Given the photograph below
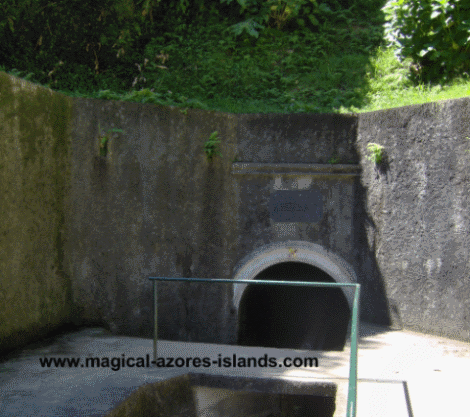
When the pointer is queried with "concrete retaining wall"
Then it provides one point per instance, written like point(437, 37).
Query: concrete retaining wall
point(35, 290)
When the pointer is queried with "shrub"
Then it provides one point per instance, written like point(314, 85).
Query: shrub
point(435, 34)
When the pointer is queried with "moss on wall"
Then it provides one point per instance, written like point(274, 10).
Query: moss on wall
point(35, 292)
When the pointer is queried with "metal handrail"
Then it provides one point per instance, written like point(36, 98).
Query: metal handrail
point(352, 383)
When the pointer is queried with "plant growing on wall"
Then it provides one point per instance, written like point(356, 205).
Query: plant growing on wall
point(334, 160)
point(104, 137)
point(210, 147)
point(376, 153)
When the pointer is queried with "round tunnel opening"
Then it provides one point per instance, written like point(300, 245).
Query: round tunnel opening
point(291, 317)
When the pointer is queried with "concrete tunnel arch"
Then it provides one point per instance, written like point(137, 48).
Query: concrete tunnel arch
point(326, 312)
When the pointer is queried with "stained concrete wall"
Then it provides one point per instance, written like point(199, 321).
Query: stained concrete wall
point(35, 290)
point(418, 213)
point(155, 205)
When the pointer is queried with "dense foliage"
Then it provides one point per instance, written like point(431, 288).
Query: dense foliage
point(230, 55)
point(435, 34)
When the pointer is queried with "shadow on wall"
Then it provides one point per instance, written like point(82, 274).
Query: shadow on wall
point(293, 317)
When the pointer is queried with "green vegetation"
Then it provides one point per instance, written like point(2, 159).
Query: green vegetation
point(376, 153)
point(210, 147)
point(104, 138)
point(244, 56)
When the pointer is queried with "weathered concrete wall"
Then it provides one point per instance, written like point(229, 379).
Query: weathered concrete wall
point(417, 205)
point(155, 205)
point(35, 290)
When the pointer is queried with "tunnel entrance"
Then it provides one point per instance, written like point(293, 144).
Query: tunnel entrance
point(293, 317)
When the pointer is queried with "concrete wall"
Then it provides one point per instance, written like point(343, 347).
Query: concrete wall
point(35, 290)
point(418, 213)
point(155, 205)
point(87, 230)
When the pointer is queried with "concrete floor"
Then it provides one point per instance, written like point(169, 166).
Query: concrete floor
point(401, 373)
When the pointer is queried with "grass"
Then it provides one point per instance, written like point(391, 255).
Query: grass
point(344, 66)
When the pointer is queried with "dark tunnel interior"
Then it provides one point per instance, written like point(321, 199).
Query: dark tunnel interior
point(293, 317)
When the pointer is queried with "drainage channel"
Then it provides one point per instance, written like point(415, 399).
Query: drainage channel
point(206, 395)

━━━━━━━━━━━━━━━━━━━━

PROBLEM TO SOLVE:
Copy the lines above verbatim, starting with the first one and ending with the line that contains "point(352, 383)", including both. Leave any pictures out of your output.

RESULT FOR THIS TASK:
Given the photograph below
When the pointer is queried with "concrete retaining wall"
Then it provides one point per instance, written like point(437, 37).
Query: concrete retaining wall
point(35, 290)
When the pointer is queried with "shrub"
Then it provides one point per instance, written like point(314, 85).
Query: shrub
point(435, 34)
When the pointer is queried with "moss on wall"
Then it provides one point per instance, written like point(274, 10).
Query: moss on wall
point(35, 292)
When the pointer is queried with "metal handrail"
Then it provides one point per instance, written like point(36, 98).
Query: metal handrail
point(352, 383)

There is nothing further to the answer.